**Work to be completed**.
From the entries below, copy each line in which the word "black" occurs.
^^^^^^^^^^^^^^^^
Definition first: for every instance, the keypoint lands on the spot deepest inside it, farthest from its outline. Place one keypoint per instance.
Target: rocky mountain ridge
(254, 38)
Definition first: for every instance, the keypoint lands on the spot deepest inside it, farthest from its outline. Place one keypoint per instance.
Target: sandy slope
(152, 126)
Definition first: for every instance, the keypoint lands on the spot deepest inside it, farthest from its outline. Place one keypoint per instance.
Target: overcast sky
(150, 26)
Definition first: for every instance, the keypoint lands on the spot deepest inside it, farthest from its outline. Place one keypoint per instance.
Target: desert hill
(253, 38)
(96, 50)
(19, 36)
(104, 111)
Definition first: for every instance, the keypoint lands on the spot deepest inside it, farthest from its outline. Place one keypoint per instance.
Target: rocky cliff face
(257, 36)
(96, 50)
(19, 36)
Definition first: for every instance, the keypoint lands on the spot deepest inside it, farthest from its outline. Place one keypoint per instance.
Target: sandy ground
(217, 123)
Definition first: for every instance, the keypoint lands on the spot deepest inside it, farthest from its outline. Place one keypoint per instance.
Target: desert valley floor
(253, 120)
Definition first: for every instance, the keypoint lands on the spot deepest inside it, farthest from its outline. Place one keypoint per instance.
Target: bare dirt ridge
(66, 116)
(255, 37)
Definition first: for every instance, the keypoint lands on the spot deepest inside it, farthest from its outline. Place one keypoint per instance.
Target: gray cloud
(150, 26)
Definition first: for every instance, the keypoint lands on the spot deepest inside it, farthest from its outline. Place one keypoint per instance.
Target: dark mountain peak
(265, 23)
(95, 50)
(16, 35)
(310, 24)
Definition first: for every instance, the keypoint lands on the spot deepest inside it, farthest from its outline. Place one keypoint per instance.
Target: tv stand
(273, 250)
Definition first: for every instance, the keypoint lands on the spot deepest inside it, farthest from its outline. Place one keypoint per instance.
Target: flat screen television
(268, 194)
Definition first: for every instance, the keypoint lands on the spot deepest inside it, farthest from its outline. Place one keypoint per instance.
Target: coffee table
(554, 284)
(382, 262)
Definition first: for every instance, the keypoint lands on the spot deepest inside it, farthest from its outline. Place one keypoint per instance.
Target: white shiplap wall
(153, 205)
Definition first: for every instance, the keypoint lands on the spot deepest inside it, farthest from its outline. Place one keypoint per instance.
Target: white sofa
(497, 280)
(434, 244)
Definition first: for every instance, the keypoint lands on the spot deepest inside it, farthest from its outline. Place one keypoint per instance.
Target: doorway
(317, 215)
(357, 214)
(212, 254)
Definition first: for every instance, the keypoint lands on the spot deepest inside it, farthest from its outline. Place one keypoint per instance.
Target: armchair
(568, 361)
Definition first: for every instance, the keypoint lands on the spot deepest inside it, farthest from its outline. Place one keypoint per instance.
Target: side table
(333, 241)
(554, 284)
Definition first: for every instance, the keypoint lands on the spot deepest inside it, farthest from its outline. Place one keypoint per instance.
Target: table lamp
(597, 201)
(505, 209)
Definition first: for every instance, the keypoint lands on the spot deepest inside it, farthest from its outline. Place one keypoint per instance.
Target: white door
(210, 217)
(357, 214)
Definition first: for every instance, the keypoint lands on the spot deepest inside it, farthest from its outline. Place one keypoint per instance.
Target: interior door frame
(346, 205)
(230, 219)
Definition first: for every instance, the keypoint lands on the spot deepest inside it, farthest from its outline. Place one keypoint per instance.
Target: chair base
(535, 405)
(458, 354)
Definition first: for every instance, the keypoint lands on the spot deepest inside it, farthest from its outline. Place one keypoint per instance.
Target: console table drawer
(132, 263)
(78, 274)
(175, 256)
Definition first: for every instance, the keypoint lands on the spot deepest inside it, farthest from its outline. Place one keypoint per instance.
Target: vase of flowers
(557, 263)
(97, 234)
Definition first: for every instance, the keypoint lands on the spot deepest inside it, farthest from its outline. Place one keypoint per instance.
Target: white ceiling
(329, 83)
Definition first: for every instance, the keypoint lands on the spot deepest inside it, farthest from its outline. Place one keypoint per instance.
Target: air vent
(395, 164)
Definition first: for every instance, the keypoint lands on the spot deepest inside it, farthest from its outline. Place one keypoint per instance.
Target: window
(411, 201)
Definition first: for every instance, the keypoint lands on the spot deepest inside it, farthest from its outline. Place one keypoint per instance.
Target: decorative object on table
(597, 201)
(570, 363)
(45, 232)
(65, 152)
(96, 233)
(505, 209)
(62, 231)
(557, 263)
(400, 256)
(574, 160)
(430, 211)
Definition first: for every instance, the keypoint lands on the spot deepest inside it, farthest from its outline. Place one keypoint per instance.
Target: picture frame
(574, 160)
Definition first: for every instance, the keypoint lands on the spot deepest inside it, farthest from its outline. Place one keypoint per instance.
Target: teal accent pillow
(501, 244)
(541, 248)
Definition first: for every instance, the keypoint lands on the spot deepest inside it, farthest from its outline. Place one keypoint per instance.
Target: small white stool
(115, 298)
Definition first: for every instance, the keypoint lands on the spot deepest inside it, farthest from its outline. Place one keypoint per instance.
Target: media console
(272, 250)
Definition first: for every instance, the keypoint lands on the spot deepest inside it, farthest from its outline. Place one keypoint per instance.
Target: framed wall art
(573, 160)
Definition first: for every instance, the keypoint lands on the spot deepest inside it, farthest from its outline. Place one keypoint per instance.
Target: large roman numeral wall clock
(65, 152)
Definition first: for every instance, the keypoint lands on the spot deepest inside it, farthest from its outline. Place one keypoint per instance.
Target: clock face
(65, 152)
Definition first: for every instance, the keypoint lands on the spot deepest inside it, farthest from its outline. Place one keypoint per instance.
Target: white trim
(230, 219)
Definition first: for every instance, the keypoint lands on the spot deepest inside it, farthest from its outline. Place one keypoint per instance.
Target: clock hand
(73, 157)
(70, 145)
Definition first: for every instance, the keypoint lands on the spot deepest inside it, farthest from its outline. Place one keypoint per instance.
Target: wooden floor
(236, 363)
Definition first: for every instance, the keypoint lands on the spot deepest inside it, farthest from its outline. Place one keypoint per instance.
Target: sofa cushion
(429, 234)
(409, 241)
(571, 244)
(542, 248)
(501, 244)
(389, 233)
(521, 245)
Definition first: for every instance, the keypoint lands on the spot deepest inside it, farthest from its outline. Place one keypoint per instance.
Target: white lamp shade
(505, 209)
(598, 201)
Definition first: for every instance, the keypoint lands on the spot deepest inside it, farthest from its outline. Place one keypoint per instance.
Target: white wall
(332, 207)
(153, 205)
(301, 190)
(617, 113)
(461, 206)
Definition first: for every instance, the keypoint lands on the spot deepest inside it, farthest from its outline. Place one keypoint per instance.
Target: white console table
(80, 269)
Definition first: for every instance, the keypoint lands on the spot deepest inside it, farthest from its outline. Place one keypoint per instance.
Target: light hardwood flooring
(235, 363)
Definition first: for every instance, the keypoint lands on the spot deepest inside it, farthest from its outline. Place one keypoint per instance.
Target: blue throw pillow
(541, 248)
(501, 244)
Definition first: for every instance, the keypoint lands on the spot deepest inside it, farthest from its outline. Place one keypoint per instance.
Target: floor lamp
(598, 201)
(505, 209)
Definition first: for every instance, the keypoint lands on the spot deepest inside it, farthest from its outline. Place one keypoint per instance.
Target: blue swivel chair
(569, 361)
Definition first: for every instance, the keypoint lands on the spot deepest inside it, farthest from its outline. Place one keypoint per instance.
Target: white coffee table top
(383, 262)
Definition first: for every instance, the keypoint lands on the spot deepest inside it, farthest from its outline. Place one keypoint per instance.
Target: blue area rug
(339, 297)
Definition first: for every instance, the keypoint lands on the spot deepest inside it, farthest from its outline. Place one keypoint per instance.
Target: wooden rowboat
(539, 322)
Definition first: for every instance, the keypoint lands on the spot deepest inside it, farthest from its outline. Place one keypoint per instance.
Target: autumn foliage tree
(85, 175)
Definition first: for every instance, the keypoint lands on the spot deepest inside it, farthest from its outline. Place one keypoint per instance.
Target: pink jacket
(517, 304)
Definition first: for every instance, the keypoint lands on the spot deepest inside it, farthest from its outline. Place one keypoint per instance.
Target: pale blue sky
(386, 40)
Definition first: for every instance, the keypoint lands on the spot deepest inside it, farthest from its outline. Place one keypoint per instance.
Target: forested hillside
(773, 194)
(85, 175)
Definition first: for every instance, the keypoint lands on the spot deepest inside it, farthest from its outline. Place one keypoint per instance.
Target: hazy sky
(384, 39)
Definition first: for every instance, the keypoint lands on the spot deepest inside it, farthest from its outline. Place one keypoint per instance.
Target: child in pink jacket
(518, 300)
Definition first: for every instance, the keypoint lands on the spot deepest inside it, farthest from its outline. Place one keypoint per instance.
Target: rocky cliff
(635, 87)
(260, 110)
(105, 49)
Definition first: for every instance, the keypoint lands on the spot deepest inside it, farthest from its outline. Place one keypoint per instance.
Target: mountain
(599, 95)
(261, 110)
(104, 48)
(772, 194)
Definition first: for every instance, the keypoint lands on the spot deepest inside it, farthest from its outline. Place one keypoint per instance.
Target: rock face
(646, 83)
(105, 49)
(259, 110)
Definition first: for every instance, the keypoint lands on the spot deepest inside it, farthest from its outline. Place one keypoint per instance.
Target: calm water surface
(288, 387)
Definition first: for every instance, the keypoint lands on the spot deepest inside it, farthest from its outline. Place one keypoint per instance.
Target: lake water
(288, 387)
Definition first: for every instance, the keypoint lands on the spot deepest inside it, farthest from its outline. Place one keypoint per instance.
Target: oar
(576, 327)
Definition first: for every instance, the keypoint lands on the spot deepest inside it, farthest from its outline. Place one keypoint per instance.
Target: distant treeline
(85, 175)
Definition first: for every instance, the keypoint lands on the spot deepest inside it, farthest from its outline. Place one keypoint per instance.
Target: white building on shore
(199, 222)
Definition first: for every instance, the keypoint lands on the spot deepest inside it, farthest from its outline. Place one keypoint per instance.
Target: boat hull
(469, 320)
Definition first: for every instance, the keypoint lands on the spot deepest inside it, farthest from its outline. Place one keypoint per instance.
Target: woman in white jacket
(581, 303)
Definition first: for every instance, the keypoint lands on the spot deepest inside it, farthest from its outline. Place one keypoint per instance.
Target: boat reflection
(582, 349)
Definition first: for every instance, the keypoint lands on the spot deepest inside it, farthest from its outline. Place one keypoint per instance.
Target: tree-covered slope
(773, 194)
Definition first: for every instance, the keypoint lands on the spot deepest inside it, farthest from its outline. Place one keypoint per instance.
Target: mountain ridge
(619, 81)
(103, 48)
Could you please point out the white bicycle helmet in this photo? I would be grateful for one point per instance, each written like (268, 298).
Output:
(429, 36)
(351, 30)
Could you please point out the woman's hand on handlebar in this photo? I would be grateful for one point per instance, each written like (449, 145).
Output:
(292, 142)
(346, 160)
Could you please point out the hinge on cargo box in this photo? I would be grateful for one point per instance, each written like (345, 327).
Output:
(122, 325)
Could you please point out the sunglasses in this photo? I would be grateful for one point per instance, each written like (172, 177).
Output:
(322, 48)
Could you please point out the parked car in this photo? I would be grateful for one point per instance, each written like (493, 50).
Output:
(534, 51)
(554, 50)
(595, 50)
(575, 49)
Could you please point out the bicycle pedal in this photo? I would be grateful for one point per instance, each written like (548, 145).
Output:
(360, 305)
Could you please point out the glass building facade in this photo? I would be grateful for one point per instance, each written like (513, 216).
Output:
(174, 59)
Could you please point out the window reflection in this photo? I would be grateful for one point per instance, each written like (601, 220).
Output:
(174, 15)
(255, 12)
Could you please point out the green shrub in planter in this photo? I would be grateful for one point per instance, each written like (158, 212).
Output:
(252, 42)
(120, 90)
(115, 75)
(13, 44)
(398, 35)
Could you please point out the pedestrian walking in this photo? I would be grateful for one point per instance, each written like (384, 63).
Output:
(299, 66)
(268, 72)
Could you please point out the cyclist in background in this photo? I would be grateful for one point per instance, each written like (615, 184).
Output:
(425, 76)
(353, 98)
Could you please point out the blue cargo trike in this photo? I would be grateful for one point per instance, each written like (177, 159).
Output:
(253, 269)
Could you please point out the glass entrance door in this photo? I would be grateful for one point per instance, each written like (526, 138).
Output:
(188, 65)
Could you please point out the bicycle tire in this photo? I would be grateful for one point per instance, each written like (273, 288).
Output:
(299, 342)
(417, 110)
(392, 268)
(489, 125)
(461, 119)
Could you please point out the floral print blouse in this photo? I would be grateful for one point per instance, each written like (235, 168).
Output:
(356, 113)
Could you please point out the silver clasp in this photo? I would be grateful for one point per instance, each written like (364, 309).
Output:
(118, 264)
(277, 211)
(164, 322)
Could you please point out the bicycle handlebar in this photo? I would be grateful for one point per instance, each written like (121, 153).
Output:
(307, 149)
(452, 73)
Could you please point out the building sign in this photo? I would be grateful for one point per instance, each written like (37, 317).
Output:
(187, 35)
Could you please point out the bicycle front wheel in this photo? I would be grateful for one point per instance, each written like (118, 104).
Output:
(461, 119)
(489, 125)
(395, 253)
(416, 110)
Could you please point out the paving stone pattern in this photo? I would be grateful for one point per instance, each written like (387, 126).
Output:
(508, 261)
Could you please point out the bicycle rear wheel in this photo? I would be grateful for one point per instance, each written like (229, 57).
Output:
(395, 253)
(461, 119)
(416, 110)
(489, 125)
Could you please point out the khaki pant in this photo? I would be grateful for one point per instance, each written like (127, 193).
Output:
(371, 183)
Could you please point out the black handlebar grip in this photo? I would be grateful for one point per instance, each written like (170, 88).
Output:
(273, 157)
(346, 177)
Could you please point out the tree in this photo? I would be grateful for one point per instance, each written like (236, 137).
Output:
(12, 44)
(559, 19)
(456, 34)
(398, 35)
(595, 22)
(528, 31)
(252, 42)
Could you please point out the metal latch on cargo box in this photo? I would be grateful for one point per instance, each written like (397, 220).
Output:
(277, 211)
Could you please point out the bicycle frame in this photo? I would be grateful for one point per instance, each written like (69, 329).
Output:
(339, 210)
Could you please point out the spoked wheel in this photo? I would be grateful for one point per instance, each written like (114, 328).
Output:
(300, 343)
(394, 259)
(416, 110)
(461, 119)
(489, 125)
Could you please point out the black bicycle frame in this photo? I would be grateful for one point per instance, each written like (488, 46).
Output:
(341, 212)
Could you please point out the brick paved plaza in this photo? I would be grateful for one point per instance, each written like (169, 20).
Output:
^^^^^^^^^^^^^^^^
**Response below**.
Could you please point out the black handlebar grip in this photo? I would be grateful for one point per instance, each written like (170, 88).
Could you please point out the black bicycle frame in this photo? I would be grateful for one point per instance, each written like (488, 46).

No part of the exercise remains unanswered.